Objective:
Count the lines of the records below that contain the string "shirt". Reply with the number only.

Exercise material:
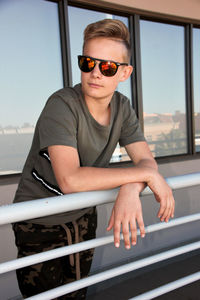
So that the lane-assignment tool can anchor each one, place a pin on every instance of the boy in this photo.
(74, 139)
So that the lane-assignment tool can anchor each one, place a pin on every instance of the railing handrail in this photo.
(49, 206)
(82, 246)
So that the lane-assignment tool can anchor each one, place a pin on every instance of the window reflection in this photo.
(196, 69)
(30, 70)
(163, 87)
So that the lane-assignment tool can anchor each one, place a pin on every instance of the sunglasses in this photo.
(107, 67)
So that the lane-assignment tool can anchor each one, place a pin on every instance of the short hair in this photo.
(108, 28)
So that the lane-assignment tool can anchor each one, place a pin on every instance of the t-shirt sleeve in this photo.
(57, 124)
(131, 130)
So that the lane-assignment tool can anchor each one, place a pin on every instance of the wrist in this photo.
(133, 187)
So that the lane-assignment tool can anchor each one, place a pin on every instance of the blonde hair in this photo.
(108, 28)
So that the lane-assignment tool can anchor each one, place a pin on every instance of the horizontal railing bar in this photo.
(168, 287)
(82, 283)
(50, 206)
(94, 243)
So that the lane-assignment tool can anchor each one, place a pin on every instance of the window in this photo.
(163, 87)
(196, 69)
(30, 70)
(76, 29)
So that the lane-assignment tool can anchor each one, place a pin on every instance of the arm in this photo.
(73, 178)
(127, 210)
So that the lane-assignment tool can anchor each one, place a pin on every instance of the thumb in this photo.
(111, 221)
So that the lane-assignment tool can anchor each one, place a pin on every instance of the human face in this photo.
(94, 84)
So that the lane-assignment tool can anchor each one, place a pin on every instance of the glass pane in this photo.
(163, 82)
(196, 69)
(76, 29)
(30, 70)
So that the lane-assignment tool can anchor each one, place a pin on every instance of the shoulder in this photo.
(122, 102)
(68, 98)
(67, 95)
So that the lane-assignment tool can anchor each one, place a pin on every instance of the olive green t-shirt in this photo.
(66, 120)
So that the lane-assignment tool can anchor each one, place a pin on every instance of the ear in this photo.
(126, 72)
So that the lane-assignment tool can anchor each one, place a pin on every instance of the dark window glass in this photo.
(30, 70)
(196, 68)
(163, 87)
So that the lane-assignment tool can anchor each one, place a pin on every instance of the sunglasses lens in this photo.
(86, 64)
(108, 68)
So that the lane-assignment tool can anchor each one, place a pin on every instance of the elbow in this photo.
(68, 185)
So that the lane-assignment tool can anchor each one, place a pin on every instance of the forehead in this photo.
(106, 49)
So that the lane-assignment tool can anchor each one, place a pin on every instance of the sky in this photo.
(31, 69)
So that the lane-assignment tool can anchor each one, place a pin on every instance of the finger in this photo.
(133, 229)
(170, 209)
(163, 206)
(173, 207)
(125, 230)
(140, 222)
(117, 227)
(166, 214)
(111, 221)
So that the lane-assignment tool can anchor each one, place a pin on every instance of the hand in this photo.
(127, 211)
(163, 195)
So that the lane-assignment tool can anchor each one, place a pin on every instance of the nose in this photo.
(96, 71)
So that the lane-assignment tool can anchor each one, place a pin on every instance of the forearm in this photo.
(90, 178)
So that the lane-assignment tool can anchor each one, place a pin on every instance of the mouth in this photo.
(94, 85)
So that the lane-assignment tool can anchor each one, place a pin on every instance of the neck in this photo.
(99, 109)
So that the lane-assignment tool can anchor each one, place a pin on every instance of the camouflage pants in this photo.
(34, 238)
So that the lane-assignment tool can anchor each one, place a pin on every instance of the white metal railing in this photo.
(49, 206)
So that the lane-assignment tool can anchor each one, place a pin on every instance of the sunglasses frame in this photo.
(100, 64)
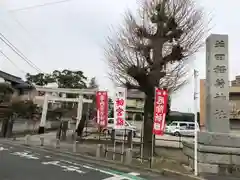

Result:
2